**** Task input
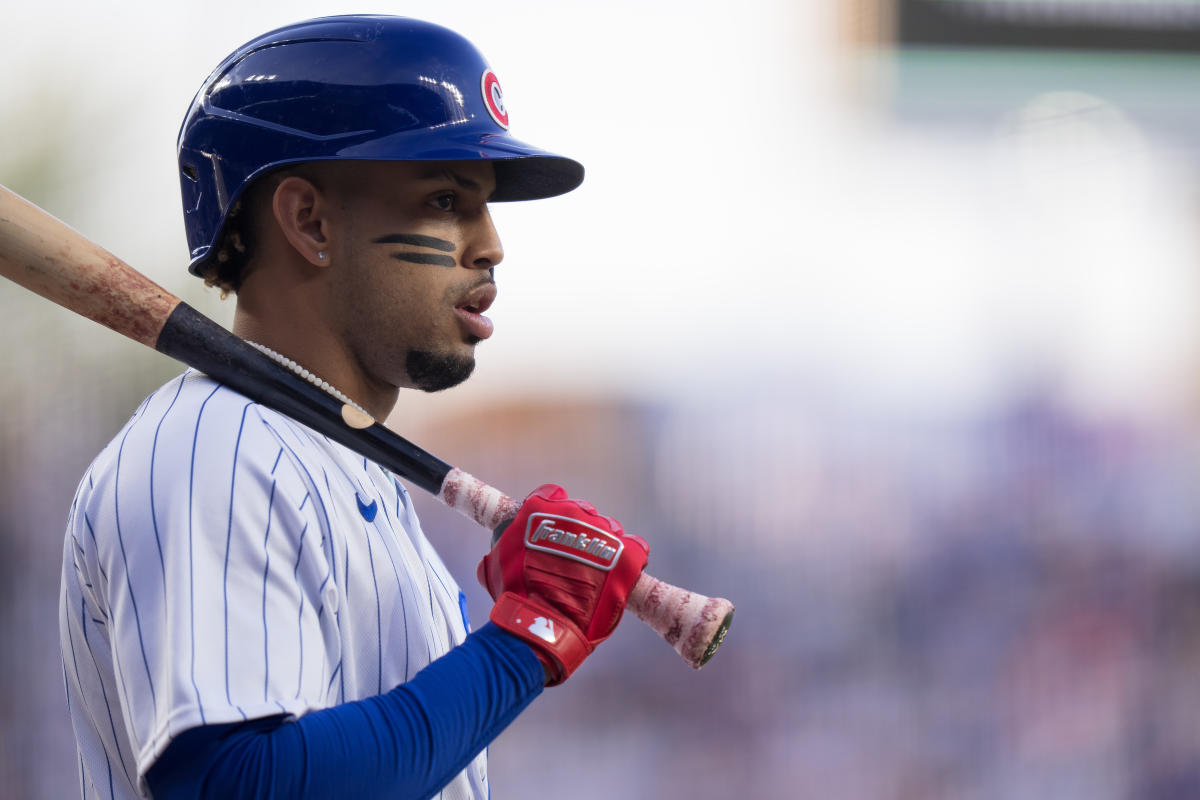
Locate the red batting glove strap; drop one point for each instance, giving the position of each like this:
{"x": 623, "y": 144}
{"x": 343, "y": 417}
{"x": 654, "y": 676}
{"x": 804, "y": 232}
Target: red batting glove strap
********
* _Objective_: Write out the items again with every "batting glove strap" changed to "wrist strap" and nothing else altered. Leave the pictures out.

* _Task solution_:
Locate the red wrist strap; drop one point for each instance, giving the position of each like this:
{"x": 623, "y": 144}
{"x": 343, "y": 417}
{"x": 654, "y": 676}
{"x": 804, "y": 232}
Target: red wrist strap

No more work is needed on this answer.